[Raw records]
........
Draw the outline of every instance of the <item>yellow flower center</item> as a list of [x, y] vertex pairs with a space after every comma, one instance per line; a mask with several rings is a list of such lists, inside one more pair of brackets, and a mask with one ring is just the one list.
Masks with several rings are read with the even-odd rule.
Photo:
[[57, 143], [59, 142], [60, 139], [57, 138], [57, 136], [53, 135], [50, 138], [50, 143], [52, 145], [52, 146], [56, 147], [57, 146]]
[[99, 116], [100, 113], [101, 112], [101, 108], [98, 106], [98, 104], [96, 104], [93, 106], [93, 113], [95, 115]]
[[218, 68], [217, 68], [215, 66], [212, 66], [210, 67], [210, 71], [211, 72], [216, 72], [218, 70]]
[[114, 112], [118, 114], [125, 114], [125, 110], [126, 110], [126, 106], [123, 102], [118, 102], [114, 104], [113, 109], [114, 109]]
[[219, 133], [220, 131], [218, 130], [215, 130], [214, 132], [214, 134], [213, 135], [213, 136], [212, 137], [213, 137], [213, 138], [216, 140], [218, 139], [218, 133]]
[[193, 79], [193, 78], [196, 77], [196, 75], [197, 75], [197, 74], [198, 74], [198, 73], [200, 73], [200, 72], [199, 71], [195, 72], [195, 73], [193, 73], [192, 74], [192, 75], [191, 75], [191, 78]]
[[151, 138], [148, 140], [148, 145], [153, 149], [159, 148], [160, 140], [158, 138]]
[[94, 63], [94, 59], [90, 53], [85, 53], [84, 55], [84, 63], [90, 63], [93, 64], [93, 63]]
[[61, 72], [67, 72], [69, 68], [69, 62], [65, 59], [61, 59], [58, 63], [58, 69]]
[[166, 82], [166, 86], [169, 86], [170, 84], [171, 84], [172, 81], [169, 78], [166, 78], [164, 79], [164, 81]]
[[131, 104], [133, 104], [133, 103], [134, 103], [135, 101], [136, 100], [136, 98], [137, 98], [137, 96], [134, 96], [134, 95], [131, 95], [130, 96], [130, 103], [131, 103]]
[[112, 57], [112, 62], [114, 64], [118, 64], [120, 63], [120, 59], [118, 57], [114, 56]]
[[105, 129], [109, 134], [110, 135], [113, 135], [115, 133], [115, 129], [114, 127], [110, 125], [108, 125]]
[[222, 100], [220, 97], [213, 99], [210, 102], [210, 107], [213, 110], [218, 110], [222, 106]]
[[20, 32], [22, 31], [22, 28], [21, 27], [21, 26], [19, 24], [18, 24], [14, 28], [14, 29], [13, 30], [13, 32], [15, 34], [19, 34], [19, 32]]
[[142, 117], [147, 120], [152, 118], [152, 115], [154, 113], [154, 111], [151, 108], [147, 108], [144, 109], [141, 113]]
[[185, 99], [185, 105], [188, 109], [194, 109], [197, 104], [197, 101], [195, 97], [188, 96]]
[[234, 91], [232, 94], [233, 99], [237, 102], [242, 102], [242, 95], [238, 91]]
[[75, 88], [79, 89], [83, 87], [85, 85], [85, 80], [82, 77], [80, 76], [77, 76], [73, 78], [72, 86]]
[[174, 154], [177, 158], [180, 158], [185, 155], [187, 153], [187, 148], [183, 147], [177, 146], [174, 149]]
........
> Exercise
Reproduce every one of the rows above character for character.

> Problem solution
Draw the outline of every instance of the <item>yellow flower center</item> as a list of [x, y] vertex pairs with a space after every comma, one instance per line; a mask with several rings is a list of such lists, inside one more pair of brackets, and a mask with one ring is just the one list.
Masks with several rings are read with the even-odd rule.
Photo:
[[57, 143], [59, 142], [60, 139], [57, 138], [57, 136], [53, 135], [50, 138], [50, 143], [52, 145], [52, 146], [56, 147], [57, 146]]
[[99, 116], [100, 113], [101, 112], [101, 108], [98, 106], [98, 104], [96, 104], [93, 106], [93, 113], [95, 115]]
[[218, 68], [217, 68], [215, 66], [212, 66], [210, 67], [210, 71], [211, 72], [216, 72], [218, 70]]
[[114, 112], [118, 114], [125, 114], [125, 110], [126, 110], [126, 106], [123, 102], [118, 102], [114, 104], [113, 109], [114, 109]]
[[219, 133], [220, 131], [218, 130], [215, 130], [214, 132], [214, 134], [213, 135], [213, 136], [212, 137], [213, 137], [213, 138], [216, 140], [218, 139], [218, 133]]
[[193, 79], [193, 78], [196, 77], [196, 75], [197, 75], [197, 74], [198, 74], [198, 73], [200, 73], [200, 72], [199, 71], [195, 72], [195, 73], [193, 73], [192, 74], [192, 75], [191, 75], [191, 78]]
[[151, 138], [148, 140], [148, 145], [153, 149], [159, 148], [160, 140], [158, 138]]
[[94, 63], [94, 59], [90, 53], [85, 53], [84, 55], [84, 63], [90, 63], [93, 64], [93, 63]]
[[61, 72], [67, 72], [69, 68], [69, 62], [65, 59], [61, 59], [58, 63], [58, 69]]
[[166, 82], [166, 86], [169, 86], [170, 84], [171, 84], [172, 81], [169, 78], [166, 78], [164, 79], [164, 81]]
[[131, 104], [133, 104], [133, 103], [134, 103], [135, 101], [136, 100], [136, 98], [137, 98], [137, 96], [134, 96], [134, 95], [131, 95], [130, 96], [130, 103], [131, 103]]
[[112, 57], [112, 62], [114, 64], [118, 64], [120, 63], [120, 59], [118, 57], [114, 56]]
[[105, 129], [109, 134], [110, 135], [113, 135], [115, 133], [115, 129], [114, 127], [110, 125], [108, 125]]
[[222, 100], [220, 97], [213, 99], [210, 102], [210, 107], [213, 110], [218, 110], [222, 106]]
[[20, 32], [22, 31], [22, 28], [21, 27], [21, 26], [19, 24], [18, 24], [14, 28], [14, 29], [13, 30], [13, 32], [15, 34], [19, 34], [19, 32]]
[[142, 117], [147, 120], [152, 118], [152, 115], [154, 113], [154, 111], [151, 108], [147, 108], [144, 109], [141, 113]]
[[185, 99], [185, 105], [188, 109], [194, 109], [197, 104], [197, 101], [195, 97], [188, 96]]
[[234, 91], [232, 94], [233, 99], [237, 102], [242, 102], [242, 95], [238, 91]]
[[75, 88], [79, 89], [83, 87], [85, 85], [85, 80], [82, 77], [80, 76], [77, 76], [73, 78], [72, 86]]
[[174, 154], [177, 158], [180, 158], [185, 155], [187, 153], [187, 148], [183, 147], [177, 146], [174, 149]]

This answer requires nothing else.